EXERCISE DETAILS: Down to the last character, repeat the data that follows.

Region pointing data
· · · · · · ·

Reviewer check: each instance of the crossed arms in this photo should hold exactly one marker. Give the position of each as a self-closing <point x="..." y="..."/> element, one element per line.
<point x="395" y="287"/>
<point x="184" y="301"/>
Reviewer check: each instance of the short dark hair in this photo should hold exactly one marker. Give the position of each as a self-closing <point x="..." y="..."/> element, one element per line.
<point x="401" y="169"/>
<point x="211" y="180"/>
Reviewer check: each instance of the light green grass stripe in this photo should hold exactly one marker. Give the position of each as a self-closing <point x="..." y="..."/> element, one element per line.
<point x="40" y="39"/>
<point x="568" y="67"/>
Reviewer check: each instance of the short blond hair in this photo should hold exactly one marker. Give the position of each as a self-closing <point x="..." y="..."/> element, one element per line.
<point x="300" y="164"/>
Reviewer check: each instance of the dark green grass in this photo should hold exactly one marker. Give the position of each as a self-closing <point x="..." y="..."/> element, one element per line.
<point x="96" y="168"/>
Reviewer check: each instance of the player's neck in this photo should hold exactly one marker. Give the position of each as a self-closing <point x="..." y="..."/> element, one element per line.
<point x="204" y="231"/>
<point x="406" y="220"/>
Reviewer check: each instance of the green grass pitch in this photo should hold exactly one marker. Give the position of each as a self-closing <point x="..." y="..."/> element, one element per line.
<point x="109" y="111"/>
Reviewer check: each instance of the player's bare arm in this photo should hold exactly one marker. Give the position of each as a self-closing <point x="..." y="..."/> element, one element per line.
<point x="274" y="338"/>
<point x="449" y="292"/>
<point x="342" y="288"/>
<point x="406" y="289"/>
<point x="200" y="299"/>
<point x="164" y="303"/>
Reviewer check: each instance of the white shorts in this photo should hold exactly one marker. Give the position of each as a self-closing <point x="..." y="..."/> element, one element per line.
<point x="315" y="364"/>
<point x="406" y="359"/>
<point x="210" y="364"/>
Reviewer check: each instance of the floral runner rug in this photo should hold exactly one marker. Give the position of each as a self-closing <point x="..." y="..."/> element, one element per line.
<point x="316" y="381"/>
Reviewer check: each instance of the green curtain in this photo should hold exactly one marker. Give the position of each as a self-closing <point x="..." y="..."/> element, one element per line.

· · · · · · ·

FINISHED EXERCISE:
Reviewer check: each instance of the crossed arms in this photo should hold exactly one marker. Give the position of each as a self-closing <point x="..." y="..."/> element, one element per line.
<point x="395" y="287"/>
<point x="184" y="301"/>
Reviewer check: each instance of the short dark hair in this photo should hold exactly one marker. Give the position of each as a self-closing <point x="..." y="..."/> element, one element per line.
<point x="401" y="169"/>
<point x="211" y="180"/>
Reviewer check: each instance of the light green grass stripe in this photo should hold exactly one marker. Give the position of each as a self-closing <point x="..." y="..."/> element, one element per line.
<point x="40" y="39"/>
<point x="568" y="67"/>
Reviewer check: each instance of the short blond hair in this photo should hold exactly one marker. Give the position of each as a self-closing <point x="..." y="..."/> element, one element per line.
<point x="300" y="164"/>
Reviewer check: each instance of the dark green grass in this photo should hold exactly one marker. Give the position of each as a self-closing <point x="..." y="..."/> element, one element per line.
<point x="96" y="168"/>
Reviewer check: each instance of the player's neck in this photo should hold exactly one marker. Give the position of each as a self-closing <point x="..." y="..."/> element, one element per line.
<point x="204" y="231"/>
<point x="406" y="220"/>
Reviewer check: each instance of the green grass pitch in this photo should hold exactly one marker. Give the position of each as a self-closing <point x="..." y="..."/> element, one element per line.
<point x="109" y="111"/>
Reviewer check: each instance of the player's bare arm in this photo should hold exactly one marker. Give the position of each as a self-closing <point x="..." y="..."/> element, one element per line.
<point x="274" y="338"/>
<point x="449" y="292"/>
<point x="342" y="288"/>
<point x="406" y="289"/>
<point x="200" y="299"/>
<point x="164" y="303"/>
Reviewer check: each instance of the white shorts in this photo should hold exactly one marker. Give the position of each as a self-closing <point x="..." y="..."/> element, one element per line.
<point x="315" y="364"/>
<point x="406" y="359"/>
<point x="210" y="364"/>
Reviewer check: each instance of the floral runner rug in this photo should hold exactly one marker. Give the position of each as a self-closing <point x="..." y="..."/> element, one element per line.
<point x="316" y="381"/>
Reviewer check: each instance of the green curtain in this photo should hold exactly one marker. Give the position of each as a self-closing <point x="..." y="..."/> element, one element per line.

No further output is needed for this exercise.